◆ Aim of the exercise ◆
Skip every image and restate the data word for word.

# # # #

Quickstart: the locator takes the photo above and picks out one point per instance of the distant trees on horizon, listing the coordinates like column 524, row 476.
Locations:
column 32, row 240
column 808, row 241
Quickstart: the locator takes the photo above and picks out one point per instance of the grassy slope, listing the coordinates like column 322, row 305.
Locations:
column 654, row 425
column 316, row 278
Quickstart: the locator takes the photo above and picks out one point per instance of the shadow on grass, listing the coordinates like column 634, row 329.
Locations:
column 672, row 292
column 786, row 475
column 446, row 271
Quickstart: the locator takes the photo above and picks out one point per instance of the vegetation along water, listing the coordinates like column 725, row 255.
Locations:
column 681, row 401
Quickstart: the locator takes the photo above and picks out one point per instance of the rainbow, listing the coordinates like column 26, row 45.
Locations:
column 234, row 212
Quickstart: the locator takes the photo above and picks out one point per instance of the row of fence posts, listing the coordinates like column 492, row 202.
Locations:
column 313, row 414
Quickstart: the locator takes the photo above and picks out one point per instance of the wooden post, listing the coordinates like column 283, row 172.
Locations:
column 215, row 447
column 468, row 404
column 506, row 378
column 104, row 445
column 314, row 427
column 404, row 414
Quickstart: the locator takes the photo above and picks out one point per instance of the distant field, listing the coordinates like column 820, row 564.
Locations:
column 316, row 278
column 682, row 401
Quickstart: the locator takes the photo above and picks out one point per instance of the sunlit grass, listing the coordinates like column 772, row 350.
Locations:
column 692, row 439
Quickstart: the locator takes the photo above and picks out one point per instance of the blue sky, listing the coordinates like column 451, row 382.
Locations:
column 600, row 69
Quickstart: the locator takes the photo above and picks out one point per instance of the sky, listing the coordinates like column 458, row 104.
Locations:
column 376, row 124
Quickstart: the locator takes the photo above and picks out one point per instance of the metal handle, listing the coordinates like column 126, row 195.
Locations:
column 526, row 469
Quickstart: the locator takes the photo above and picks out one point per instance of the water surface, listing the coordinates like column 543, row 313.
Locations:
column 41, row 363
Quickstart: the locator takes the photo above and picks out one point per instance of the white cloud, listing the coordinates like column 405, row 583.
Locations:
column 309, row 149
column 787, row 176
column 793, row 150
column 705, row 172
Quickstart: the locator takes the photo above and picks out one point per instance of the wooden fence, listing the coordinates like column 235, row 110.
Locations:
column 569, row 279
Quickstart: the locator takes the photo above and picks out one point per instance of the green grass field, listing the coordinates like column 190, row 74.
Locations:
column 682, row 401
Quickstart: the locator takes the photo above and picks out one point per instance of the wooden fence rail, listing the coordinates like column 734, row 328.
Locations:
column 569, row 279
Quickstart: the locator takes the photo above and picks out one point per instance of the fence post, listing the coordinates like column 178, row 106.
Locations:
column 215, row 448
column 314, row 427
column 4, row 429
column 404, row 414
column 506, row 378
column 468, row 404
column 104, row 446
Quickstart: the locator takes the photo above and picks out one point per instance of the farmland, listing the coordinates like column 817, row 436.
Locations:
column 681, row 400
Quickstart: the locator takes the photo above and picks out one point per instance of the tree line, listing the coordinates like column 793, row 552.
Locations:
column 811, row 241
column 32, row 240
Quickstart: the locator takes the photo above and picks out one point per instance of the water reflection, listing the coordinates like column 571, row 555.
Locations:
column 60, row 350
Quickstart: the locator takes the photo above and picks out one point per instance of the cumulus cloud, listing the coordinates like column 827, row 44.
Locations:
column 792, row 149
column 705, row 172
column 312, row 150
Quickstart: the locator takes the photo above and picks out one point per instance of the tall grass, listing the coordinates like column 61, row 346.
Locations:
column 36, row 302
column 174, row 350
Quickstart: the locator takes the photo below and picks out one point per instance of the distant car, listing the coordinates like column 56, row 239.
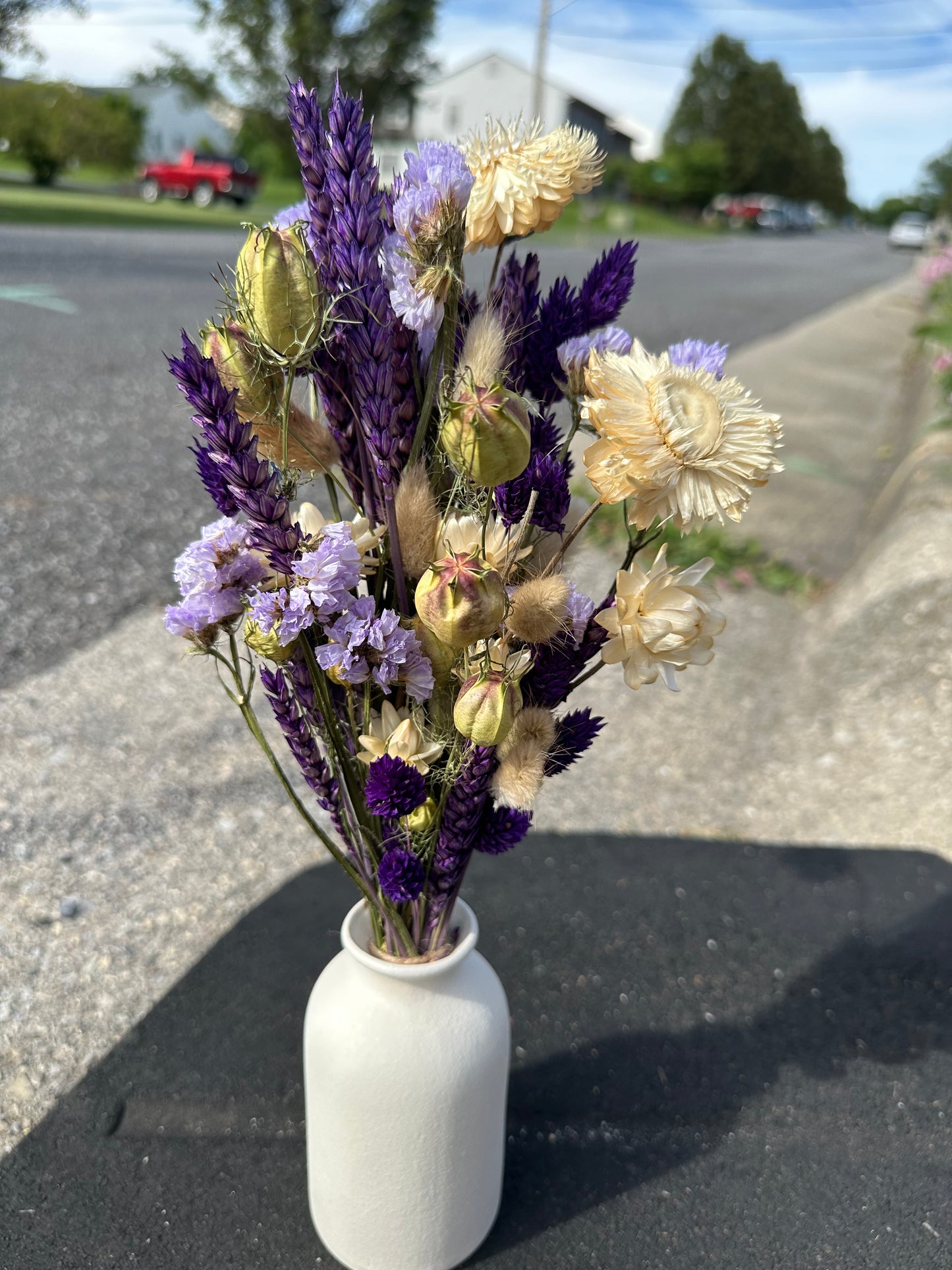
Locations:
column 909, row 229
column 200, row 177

# # # #

◆ Reply to the task ◆
Quickstart: the locator takes the photo above and picks out one point per instance of the distant trees on horizon, listing the coordinates like column 524, row 476.
Locations:
column 32, row 240
column 808, row 241
Quickstart: the locator takes the photo above and picks out one point per instance of the grassy slope, listing the coordinates like column 322, row 305.
Locations:
column 654, row 425
column 316, row 278
Quickstart: the locator takes the photo above and picks out one point per instance of the shadow on grass, listing the coordinates like column 634, row 329.
Locations:
column 672, row 292
column 786, row 475
column 446, row 271
Quickstart: the locator takes the photo above and picks out one point per instance of the vegetation along water, listing the coordinates like column 725, row 255.
Locations:
column 681, row 401
Quickstart: the locator takes the photo above and picks out one point per instance of the rainbow, listing the coordinates like column 26, row 45.
Locations:
column 234, row 212
Quickstart: the locator takes the photo above and picks out one point per instance of the row of fence posts, listing the coordinates like column 492, row 202.
Locations:
column 313, row 414
Quickstart: the locator takes the photo above and picks out one point per instance of the wooden post, listing the coordinates like column 283, row 172.
Locations:
column 215, row 447
column 468, row 404
column 506, row 378
column 104, row 445
column 314, row 427
column 404, row 414
Quickstart: the locator takes the photo above and picks out one point per instance of the distant field, listing the coordinates like column 820, row 564.
Locations:
column 316, row 278
column 682, row 401
Quickstart: the locator takes the photo above and picks out one point per instance of the sunlit grass, listing the coordinates like column 772, row 350.
Locations:
column 692, row 439
Quickstart: the locator takes the photo above and picks out one point per instance of the blue sky, listing the coordinates like column 451, row 382.
Locations:
column 600, row 69
Quickstart: the locator takes the photo above and picks out one point per instance of the sky, listing the coordinates like column 458, row 104.
Locations:
column 376, row 124
Quickstart: the locator takes the photo above and picks out one point per instance of the metal handle, listing the coordinates like column 126, row 195.
Locations:
column 526, row 469
Quickstart: the locator takes the photo above and picks out one point per instance of the water surface, listing the coordinates like column 543, row 313.
Locations:
column 41, row 363
Quickstart: the locator takes the photo above and picks out one point per instance of the white cloud, listing the coordinates like column 405, row 583.
Locations:
column 309, row 149
column 787, row 176
column 793, row 150
column 705, row 172
Quickstart: the locator takes the photo above and picks out one point per instance of the wooden fence, listing the coordinates like column 235, row 110.
Locations:
column 569, row 279
Quickstart: the locator takes the photo above and picks out one point per instance of the green grass field, listing the coordinates like column 190, row 74.
Locations:
column 682, row 401
Quickstart: the locator takes the photo above and picks out one point per instance of the wooden fence rail, listing the coordinates like column 734, row 328.
Locations:
column 569, row 279
Quickstart: the locator takes the photo above and picks out one point per instance of the fence post, listing the coordinates like column 178, row 106.
Locations:
column 215, row 448
column 314, row 427
column 4, row 429
column 404, row 414
column 506, row 378
column 468, row 404
column 104, row 446
Quickstart: the locator takes the photo above and picks out one point per instance of the farmland, listing the coordinates like column 817, row 436.
Locations:
column 681, row 400
Quickstart: the locator takes the photo above and picks out one point per instance of the tree line, listing the coordinates like column 793, row 552.
Locations:
column 811, row 241
column 32, row 240
Quickstart: the locator takes the photo above and picks out one point per instance of the water reflection, listing the coordinates like column 571, row 555.
Locations:
column 60, row 350
Quickstart: the locator takes the photo above and picks out one point per instance of the cumulus cloud, listing the coordinates like column 827, row 44.
Locations:
column 792, row 149
column 705, row 172
column 312, row 150
Quickstart: the locator takes the photo above and picks out one point per instance of the tall grass, listing the coordinates like column 61, row 346.
Locations:
column 36, row 302
column 174, row 350
Quickstart: the locator takes the photo below and picks out one point per instance of the distant car, listing the coordinates like column 56, row 239.
Locations:
column 909, row 229
column 200, row 177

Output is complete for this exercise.